-- Tasks and exercises --
1 - Answer these questions about the health column on gluten and wheat:
(a) Which three conditions make it necessary to avoid gluten or wheat?
(b) How many people in North America have CD?
(c) Which essential minerals does the column list as found in 100 percent whole wheat, rye and barley?
2 - Extend the health column on gluten and wheat, picking up right after its final sentence.

-- Excerpt --
▬▬▬▬▬▬

There are three conditions that make it necessary to avoid gluten or wheat: celiac disease, wheat allergy and gluten sensitivity.
CD is an autoimmune condition in which eating gluten causes inflammation of the mucosal lining and the villi (tiny fingerlike tissue that help the body absorb nutrients) in the small intestine. People with this condition are vulnerable to malnutrition, anemia, osteoporosis, unexplained neurological syndromes and infertility, not to mention severe gastrointestinal upset.
A wheat allergy triggers a histamine reaction in the gut, on the skin and/or in the respiratory system. Gluten sensitivity is neither autoimmune nor allergic, but it can cause gastrointestinal upset as well as bone or joint pain, muscle cramps, weight loss and fatigue.
More than 2 million people in North America have CD, and a large number of others have a negative reaction to gluten or wheat. For all these folks, eliminating wheat or gluten from their diet is essential for improved health.
Their challenge is to find other sources for the nutritional bounty that 100 percent whole wheat, rye and barley contain: soluble and insoluble fiber, many B vitamins, protein and a wide range of essential minerals such as selenium, copper, magnesium, zinc and manganese.
Daisy, if you don't have unexplained skin irritation or rashes, cramping and diarrhea after eating, or chronic fatigue, chances are your body can handle wheat and gluten.
Q: I'm 25, and I just broke up with my high-school boyfriend — the only guy I've ever been with. I've never had to worry about STDs, but I read they're epidemic in the U.S. Before I start dating again, what's your medical advice? — Randi G., Delray Beach, Fla.

▬▬▬▬▬▬

(Stored data)

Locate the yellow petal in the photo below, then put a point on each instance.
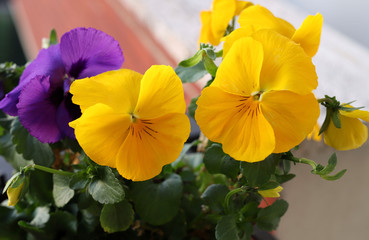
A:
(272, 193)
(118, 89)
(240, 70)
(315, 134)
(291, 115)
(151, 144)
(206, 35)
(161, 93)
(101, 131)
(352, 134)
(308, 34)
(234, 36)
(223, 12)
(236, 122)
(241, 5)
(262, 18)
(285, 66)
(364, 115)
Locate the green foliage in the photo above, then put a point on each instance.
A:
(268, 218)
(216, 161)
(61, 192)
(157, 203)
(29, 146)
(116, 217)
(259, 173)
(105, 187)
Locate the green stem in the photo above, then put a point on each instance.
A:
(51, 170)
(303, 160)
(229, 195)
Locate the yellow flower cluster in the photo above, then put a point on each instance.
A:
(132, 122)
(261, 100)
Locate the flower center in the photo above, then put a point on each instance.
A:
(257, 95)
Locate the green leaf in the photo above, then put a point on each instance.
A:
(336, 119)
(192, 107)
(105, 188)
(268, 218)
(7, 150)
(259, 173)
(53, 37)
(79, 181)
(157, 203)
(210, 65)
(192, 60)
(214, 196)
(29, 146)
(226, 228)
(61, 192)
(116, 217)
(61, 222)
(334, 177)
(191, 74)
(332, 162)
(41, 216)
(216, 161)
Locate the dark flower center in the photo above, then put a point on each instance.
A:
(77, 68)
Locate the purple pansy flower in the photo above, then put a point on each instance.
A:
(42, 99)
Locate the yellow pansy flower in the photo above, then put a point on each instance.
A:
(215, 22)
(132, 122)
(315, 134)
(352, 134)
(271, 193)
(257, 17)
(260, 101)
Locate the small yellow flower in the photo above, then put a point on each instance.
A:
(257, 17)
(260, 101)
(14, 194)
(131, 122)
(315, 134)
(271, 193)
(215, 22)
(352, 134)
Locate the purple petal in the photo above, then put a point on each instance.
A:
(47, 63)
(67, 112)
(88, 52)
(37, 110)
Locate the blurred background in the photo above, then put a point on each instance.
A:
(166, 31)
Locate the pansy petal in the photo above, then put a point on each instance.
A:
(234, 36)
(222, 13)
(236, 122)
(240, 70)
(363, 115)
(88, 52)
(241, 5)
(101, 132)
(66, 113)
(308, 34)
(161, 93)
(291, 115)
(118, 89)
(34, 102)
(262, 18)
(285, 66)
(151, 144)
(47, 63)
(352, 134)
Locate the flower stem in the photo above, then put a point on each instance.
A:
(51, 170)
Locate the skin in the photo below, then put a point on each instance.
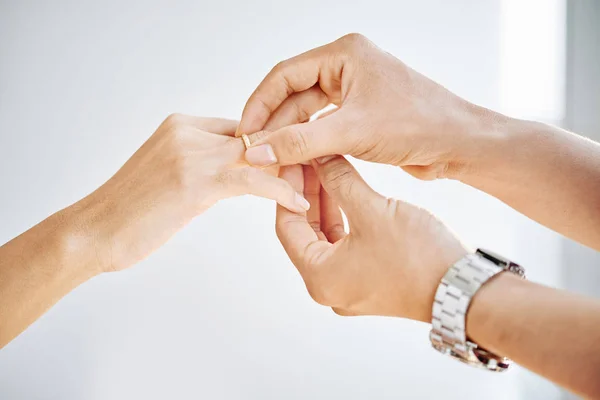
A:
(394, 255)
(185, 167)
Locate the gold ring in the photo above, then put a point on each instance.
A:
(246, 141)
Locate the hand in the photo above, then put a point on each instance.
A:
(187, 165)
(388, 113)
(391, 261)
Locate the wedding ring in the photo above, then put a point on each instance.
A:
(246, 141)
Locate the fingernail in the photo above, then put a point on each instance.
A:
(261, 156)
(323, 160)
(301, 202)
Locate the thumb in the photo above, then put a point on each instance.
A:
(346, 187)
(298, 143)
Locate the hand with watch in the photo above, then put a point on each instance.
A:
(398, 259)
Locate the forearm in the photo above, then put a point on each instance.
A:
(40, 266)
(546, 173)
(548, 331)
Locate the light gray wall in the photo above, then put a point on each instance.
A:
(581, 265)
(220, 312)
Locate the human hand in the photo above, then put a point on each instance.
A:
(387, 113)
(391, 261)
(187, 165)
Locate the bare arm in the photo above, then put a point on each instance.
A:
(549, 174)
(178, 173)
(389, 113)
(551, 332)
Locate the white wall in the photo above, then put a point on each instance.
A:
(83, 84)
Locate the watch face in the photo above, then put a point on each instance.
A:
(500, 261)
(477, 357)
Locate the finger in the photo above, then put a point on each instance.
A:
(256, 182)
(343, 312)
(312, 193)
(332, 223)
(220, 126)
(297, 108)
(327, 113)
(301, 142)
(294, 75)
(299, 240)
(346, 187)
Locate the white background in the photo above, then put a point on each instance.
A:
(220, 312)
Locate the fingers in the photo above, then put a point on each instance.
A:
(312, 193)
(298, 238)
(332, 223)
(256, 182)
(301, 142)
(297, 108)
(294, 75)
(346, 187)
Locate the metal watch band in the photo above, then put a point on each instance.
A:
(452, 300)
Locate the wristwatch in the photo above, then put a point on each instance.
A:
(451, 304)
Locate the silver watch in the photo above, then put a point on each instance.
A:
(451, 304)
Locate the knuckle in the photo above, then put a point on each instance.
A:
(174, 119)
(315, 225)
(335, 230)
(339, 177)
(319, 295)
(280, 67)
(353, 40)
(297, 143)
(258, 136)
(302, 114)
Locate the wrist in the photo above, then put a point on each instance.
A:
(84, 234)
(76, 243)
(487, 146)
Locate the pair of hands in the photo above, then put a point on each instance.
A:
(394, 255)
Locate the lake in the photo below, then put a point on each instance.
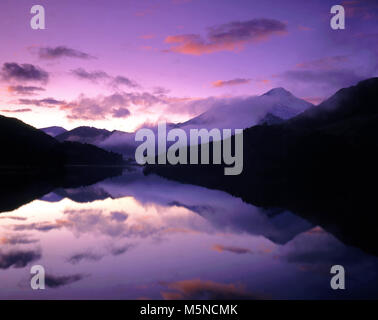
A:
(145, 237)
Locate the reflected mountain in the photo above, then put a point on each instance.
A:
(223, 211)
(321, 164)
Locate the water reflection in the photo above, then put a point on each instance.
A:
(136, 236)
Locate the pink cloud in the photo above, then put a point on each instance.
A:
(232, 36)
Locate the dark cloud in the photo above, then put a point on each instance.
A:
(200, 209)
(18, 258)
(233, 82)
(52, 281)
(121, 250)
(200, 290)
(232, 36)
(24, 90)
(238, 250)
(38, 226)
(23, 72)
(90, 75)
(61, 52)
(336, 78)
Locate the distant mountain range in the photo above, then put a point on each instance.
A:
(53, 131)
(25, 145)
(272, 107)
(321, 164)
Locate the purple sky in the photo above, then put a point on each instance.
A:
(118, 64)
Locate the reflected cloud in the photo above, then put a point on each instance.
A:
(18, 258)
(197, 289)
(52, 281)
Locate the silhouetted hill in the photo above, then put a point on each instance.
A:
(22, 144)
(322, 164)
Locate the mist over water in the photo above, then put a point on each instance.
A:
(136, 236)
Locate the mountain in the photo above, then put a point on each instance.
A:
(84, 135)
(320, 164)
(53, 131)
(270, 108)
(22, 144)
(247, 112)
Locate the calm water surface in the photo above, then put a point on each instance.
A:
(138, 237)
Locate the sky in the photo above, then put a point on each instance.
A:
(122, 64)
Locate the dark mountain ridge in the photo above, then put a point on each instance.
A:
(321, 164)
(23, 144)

▬▬▬▬▬▬

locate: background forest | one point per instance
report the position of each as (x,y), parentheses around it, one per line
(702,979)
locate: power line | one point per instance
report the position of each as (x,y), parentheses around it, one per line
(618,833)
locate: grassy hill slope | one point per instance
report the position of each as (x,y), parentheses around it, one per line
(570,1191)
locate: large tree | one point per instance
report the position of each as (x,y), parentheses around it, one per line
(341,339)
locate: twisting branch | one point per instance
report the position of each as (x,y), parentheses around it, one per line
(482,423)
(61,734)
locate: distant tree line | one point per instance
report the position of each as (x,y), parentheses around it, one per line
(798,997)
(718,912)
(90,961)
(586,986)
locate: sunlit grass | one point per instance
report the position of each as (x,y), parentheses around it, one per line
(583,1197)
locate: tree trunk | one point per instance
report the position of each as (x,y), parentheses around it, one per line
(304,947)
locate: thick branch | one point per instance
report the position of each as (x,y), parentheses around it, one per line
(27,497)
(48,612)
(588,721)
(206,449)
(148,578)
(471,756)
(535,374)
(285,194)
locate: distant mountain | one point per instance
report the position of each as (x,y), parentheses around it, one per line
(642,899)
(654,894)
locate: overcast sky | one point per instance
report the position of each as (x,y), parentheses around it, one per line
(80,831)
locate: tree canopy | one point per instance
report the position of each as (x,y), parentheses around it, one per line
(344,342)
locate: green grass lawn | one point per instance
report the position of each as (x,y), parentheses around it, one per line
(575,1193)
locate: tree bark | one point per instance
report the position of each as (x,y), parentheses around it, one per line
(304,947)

▬▬▬▬▬▬

-- Answers by task --
1 -
(a) Celiac disease, wheat allergy and gluten sensitivity.
(b) More than 2 million.
(c) Selenium, copper, magnesium, zinc and manganese.

2 -
A: It's true that sexually transmitted diseases are reaching epidemic proportions here and in Canada. But safe sex can be fun sex — if you're smart, with a loving partner, are both committed to each other's health and happiness and, of course, if you use condoms. (They do come in all kinds of keep-you-safe-and-entertained versions!)
But first some facts: The Centers for Disease Control and Prevention says about 20 million new STD cases are reported annually, on top of the 110 million that already exist.
They include everything from HIV and gonorrhea to chlamydia (very common, it can cause infertility if untreated; women should be tested for it annually) and trichomoniasis (the most common curable STD, caused by a parasite, it affects 3.7 million people, 70 percent without symptoms; but it can lead to preterm births and make you more susceptible to HIV).
And then there's HPV (human papilloma virus), that's associated with cervical cancer in women and more rarely throat and penis cancer in men. It accounts for the majority of new infections.
Here's what you can do to protect yourself:
First, get an HPV vaccine if you haven't contracted the virus already — it's usually covered by insurance for anyone up to age 26. Condoms don't completely protect against HPV or herpes, unfortunately. (We suggest that those of you who are older than 26 and starting to date anew ask your doctor about getting the vaccine.)
Then have any new partner get tested for HIV; it's just smart.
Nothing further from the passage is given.